Your task:
Every entry must be given again exactly as it is written.

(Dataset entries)
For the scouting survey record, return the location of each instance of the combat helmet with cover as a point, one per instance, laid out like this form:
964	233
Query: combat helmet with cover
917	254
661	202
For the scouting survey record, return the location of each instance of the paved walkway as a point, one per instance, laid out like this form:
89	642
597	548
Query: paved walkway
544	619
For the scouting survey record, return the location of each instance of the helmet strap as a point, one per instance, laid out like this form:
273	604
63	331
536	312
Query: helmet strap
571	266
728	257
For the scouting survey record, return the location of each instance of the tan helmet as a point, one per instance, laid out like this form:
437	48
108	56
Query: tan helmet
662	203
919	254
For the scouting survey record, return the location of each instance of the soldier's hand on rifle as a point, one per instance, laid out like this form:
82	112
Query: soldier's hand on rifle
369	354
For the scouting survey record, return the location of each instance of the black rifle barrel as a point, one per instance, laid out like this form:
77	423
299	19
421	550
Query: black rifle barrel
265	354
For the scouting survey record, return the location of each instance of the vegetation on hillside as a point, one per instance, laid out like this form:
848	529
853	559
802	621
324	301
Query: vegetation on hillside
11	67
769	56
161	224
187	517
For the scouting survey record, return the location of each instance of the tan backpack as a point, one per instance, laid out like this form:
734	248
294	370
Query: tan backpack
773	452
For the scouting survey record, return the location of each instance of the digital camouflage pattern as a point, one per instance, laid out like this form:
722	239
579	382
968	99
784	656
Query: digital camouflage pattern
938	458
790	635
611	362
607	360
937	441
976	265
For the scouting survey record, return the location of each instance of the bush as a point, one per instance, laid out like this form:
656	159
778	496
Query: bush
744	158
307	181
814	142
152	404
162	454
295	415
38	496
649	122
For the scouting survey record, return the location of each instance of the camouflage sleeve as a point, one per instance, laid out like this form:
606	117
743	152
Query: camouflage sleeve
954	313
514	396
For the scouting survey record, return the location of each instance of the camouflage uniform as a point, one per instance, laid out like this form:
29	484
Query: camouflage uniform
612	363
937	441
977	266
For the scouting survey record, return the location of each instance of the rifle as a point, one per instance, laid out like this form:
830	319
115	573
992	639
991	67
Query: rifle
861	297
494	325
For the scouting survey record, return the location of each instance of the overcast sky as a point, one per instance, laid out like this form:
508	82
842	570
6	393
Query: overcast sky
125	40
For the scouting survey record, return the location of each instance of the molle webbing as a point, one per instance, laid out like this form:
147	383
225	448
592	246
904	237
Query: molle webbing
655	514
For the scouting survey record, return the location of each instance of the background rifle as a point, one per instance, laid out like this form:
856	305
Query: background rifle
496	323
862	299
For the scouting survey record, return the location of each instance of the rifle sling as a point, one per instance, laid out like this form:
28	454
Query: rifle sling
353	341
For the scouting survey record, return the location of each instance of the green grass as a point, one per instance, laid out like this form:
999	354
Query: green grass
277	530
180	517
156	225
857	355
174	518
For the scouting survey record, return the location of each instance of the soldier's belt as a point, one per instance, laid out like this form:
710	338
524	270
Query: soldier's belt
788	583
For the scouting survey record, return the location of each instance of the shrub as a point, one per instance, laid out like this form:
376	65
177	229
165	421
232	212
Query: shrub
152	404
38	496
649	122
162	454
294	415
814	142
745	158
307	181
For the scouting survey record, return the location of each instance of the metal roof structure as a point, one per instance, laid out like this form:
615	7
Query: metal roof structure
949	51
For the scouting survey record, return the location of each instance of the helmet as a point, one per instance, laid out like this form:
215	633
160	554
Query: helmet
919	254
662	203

Finished exercise:
For the scouting survey record, return the location of each instance of the combat helmet with cover as a point, one per instance, laid out like this form:
964	233
Query: combat helmet with cover
917	254
661	202
For the scouting survey record, return the location of each instance of the paved walkway as a point, one per instance, laid out like this form:
89	642
597	548
Query: paved walkway
544	619
For the scouting survey record, return the location of each instance of the helmet strap as a point, one per instance, laid out like this form:
273	604
63	331
536	312
Query: helmet strap
571	266
728	257
For the scouting survey record, return the location of each instance of the tan helmet as a point, one per instance, laid out like this form:
437	48
108	56
Query: tan helmet
662	203
919	254
For the scouting survey record, return the location of each instance of the soldier's hand on rifle as a point, one per instance, laid out like this form:
82	112
Query: soldier's hand on rifle
369	354
For the scouting survey record, return the location of each instance of the black rifle barrel as a point, one per instance, laid out like this form:
77	423
299	19
421	550
Query: black rifle barrel
265	354
For the scouting survey record, return the location of each instance of the vegetation on hillside as a point, one per instance, laid out like this form:
848	529
853	559
802	621
324	301
Query: vegetation on hillside
11	67
769	56
161	224
187	517
For the scouting survey record, return the location of each instance of the tan backpack as a point, one per instance, laid out like this form:
734	248
294	370
Query: tan backpack
773	452
For the scouting survey record, return the location of each instance of the digital camouflage pattern as a point, one per instance, laid out like this form:
722	239
579	382
968	99
784	656
Query: digital camouflage pattern
938	458
790	635
611	362
607	360
937	441
976	265
For the scouting survey record, return the location of each instance of the bush as a point, one per instance, laid out like this form:
656	159
778	496
Query: bush
744	158
307	181
814	142
152	404
162	454
295	415
38	496
649	122
For the scouting survey record, return the location of each instance of the camouflage sleeve as a point, one per instance, laid out like this form:
606	117
743	152
Query: camouflage sleeve
954	313
514	396
For the scouting survey record, return the location of each instance of the camouflage uniform as a point, one per instance, laid out like this form:
29	484
Query: camouflage uniform
612	363
937	441
977	266
For the scouting survey record, return the location of each instance of the rifle as a point, one per instance, laid out like this form:
830	319
115	573
992	639
991	67
Query: rifle
861	297
494	325
For the scouting survey record, return the location of each instance of the overcast sky as a point, one per instance, laid out like this form:
508	82
842	570
6	393
Query: overcast sky
125	40
For the scouting survey record, return the location of each instance of the molle webbing as a point, one per instance, laid out like this form:
147	383
225	448
592	246
904	237
Query: molle webbing
655	514
For the scouting survey record, return the location of each instance of the background rifle as a point, one per instance, laid out like this form:
856	305
Query: background rifle
496	323
862	299
For the scouting survey record, return the location of each instance of the rifle sling as a point, one per instance, laid out like this form:
28	454
Query: rifle sling
353	341
For the scouting survey record, return the location of each instance of the green grass as a point, one per instance, laid out like this form:
999	354
Query: green grass
277	530
180	517
156	225
857	355
174	518
For the scouting survey record, return the location of each instance of the soldier's belt as a point, one per instance, laid out like this form:
710	338
524	270
Query: soldier's belt
788	583
For the scouting survey record, return the location of each instance of the shrub as a point, one per instance, laid out like this form:
376	65
177	229
165	421
232	212
Query: shrub
152	404
38	496
649	122
162	454
294	415
814	142
745	158
307	181
For the scouting survey record, return the location of each instance of the metal roof structure as a point, one per instance, laid out like this form:
615	7
Query: metal roof structure
949	51
For the scouting survey record, return the location of each instance of the helmet as a point, one per instance, laid out like this form:
215	633
160	554
Query: helmet
919	254
662	203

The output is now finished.